- [EXERCISE GOAL]:
Rewrite the part of the data that opens with the line containing "task: provide the mask of every instance of the dry" and runs through the end of the data, changing "dry grass" to "withered grass" and keeping everything else the same.

------

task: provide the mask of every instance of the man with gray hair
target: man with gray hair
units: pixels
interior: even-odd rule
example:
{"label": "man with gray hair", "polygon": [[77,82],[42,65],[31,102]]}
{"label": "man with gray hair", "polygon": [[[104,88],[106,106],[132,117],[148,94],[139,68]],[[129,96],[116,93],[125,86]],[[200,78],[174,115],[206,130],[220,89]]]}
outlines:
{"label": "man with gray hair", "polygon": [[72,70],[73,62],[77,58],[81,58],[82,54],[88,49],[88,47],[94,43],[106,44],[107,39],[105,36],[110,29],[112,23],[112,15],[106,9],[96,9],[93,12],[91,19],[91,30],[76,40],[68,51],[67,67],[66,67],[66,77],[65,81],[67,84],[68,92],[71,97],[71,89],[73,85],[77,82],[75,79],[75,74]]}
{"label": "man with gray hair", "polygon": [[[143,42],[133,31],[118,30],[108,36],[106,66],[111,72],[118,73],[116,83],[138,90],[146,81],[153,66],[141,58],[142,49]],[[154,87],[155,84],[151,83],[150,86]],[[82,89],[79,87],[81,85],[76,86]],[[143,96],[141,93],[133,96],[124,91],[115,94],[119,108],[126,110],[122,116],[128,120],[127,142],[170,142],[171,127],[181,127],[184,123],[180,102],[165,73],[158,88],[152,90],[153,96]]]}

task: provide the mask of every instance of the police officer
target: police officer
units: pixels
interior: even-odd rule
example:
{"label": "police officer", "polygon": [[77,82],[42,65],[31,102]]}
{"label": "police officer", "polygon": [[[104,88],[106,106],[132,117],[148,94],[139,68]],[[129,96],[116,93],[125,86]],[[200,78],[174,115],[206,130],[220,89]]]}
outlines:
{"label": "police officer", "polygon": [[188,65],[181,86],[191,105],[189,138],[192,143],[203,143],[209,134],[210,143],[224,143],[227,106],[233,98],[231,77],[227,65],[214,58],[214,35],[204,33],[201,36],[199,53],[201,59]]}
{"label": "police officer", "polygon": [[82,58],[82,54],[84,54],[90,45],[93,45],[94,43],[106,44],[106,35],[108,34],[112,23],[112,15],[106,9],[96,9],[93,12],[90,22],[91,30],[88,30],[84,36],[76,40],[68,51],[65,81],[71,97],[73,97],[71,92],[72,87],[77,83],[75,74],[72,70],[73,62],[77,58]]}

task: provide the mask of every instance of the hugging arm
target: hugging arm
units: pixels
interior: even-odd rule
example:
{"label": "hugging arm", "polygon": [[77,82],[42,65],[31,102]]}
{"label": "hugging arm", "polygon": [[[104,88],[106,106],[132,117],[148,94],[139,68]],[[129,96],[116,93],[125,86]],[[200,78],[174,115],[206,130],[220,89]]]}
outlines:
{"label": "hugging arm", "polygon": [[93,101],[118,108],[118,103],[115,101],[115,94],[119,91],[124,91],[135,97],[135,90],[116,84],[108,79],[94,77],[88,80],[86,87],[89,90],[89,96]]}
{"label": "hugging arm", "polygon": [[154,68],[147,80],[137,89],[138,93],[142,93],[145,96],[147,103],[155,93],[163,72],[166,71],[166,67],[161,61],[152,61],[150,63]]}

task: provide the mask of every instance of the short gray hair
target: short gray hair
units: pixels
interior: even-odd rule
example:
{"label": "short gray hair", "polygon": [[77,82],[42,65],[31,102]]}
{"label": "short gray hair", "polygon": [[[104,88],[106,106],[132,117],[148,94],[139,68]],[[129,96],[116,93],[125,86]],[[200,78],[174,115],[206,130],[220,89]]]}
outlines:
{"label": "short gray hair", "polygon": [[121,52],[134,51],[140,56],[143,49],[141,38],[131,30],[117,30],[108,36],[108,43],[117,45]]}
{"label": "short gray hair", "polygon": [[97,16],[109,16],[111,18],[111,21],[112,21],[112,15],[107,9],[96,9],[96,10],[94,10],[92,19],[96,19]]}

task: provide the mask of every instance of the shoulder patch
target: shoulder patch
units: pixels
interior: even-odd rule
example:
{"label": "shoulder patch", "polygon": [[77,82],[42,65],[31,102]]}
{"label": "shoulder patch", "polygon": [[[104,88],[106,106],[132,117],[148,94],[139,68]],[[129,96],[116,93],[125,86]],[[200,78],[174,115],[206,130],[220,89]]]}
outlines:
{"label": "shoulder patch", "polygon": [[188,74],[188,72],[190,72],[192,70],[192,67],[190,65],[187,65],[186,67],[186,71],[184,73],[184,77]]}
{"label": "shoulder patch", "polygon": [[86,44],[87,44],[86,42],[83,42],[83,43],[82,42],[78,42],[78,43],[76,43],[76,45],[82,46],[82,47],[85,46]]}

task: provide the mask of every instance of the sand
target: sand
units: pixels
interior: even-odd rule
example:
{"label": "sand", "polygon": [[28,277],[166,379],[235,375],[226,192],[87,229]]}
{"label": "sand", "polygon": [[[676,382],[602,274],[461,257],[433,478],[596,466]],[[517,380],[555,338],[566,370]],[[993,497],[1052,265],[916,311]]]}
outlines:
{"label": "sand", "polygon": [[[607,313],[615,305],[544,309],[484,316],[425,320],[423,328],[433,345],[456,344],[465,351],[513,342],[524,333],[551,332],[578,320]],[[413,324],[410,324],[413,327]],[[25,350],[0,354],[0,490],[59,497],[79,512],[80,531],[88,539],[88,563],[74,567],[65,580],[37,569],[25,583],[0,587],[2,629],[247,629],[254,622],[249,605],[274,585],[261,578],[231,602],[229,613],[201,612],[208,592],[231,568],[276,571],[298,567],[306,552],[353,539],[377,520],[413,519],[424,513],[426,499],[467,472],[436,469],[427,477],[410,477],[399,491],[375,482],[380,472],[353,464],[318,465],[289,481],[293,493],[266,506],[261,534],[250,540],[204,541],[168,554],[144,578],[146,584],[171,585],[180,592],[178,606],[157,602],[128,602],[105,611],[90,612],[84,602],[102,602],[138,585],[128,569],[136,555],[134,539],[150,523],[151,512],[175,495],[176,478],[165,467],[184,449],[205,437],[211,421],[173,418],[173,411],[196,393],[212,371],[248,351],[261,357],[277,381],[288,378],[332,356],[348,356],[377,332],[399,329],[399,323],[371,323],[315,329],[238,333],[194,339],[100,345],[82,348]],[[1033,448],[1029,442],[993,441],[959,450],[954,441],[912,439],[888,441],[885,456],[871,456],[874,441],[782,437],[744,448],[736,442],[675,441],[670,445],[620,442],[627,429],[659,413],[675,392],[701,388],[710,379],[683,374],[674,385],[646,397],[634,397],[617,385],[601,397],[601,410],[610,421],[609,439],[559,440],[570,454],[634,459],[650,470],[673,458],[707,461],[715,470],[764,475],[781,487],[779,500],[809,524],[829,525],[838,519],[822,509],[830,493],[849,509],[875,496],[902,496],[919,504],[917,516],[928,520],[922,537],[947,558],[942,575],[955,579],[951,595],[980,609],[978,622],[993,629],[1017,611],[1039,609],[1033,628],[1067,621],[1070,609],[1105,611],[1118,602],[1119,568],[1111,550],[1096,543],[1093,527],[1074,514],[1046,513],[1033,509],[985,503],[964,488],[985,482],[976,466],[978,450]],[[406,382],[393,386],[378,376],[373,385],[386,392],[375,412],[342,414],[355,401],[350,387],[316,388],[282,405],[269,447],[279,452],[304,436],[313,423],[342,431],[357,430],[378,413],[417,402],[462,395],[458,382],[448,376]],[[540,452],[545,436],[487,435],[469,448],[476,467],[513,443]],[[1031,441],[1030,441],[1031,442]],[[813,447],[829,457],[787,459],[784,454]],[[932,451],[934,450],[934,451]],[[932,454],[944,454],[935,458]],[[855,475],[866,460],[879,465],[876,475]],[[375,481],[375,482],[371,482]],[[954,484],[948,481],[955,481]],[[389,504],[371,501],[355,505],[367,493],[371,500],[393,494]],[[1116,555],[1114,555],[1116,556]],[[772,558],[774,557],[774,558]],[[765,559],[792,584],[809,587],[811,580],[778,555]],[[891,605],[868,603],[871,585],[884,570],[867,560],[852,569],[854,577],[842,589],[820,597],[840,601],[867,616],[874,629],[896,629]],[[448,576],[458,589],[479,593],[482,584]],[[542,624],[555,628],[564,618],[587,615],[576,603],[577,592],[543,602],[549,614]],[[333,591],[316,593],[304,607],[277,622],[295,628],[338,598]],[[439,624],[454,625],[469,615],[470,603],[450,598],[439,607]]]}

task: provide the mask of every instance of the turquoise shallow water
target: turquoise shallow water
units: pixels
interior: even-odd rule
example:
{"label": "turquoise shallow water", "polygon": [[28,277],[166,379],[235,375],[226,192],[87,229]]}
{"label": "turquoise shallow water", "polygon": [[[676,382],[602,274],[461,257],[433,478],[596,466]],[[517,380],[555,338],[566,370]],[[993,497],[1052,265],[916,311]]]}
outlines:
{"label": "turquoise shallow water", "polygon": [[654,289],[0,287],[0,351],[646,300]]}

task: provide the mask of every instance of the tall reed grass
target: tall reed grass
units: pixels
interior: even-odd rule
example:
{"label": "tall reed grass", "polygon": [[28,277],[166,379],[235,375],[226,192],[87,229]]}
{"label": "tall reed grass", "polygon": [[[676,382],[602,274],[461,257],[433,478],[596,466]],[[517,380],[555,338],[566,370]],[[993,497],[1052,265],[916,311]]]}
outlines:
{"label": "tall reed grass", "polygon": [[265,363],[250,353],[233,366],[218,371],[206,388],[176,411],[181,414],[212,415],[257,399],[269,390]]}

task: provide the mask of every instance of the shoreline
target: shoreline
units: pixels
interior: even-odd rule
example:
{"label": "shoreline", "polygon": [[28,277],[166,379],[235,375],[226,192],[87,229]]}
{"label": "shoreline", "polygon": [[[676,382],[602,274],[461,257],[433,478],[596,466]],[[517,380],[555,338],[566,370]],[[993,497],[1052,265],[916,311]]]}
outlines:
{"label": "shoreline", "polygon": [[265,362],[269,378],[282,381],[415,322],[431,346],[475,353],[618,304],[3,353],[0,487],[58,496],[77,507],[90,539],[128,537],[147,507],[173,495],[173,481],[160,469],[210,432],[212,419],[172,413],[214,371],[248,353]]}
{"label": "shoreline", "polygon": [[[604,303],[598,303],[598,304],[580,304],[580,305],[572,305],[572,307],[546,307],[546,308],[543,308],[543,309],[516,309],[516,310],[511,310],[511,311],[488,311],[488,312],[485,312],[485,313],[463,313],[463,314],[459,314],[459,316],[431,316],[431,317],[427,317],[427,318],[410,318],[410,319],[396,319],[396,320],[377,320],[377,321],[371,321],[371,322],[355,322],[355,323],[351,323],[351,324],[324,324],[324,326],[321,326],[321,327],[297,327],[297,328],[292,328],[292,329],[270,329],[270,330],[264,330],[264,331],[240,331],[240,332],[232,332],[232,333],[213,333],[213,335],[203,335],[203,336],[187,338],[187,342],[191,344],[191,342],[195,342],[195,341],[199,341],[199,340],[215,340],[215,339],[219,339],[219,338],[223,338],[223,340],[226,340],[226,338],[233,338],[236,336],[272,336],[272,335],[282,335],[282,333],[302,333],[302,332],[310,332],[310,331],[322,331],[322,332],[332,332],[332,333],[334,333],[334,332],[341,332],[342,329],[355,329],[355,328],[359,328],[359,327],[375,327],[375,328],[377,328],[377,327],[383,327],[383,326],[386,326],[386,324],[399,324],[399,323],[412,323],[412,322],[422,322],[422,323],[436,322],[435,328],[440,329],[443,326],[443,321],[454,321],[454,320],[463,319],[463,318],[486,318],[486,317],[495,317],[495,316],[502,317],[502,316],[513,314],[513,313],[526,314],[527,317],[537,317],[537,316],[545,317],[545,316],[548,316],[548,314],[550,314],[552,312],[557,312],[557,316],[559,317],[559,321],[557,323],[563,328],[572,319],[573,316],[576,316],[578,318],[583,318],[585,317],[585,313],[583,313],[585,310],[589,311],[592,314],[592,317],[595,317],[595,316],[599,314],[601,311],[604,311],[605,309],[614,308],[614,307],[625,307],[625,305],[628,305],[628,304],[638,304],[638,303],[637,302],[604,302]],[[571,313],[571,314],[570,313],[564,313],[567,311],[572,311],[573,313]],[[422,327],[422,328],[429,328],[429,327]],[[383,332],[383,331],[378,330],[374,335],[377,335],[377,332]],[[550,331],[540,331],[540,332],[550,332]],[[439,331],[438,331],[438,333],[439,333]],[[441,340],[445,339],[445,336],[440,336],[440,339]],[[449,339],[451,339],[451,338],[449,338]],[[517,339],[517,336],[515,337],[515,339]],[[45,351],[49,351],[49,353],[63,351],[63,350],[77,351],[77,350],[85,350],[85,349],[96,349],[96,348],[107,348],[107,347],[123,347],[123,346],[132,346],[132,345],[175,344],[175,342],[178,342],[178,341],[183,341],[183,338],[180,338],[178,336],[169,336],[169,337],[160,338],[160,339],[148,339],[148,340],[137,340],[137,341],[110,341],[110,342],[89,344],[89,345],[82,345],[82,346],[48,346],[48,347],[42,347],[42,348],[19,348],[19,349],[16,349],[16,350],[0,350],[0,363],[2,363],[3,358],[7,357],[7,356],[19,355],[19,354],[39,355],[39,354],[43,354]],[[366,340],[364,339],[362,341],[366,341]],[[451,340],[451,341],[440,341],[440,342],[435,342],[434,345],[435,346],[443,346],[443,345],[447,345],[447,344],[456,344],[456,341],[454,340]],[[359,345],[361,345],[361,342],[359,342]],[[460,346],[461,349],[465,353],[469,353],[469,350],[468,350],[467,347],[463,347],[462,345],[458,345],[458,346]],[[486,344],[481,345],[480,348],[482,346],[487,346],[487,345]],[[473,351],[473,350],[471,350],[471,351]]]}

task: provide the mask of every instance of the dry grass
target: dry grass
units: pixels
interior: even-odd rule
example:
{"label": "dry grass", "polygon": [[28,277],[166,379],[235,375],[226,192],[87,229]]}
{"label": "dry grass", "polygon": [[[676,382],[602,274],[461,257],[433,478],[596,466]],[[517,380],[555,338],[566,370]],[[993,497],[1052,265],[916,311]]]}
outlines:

------

- [OUTPUT FOR THIS TASK]:
task: provide the mask of every instance of the withered grass
target: withered grass
units: pixels
interior: even-odd rule
example:
{"label": "withered grass", "polygon": [[28,277],[166,379],[235,375],[226,192],[87,229]]}
{"label": "withered grass", "polygon": [[[676,382],[602,274],[461,257],[433,478],[596,466]],[[517,380],[555,338],[566,370]],[[993,497],[1052,265],[916,311]]]}
outlines:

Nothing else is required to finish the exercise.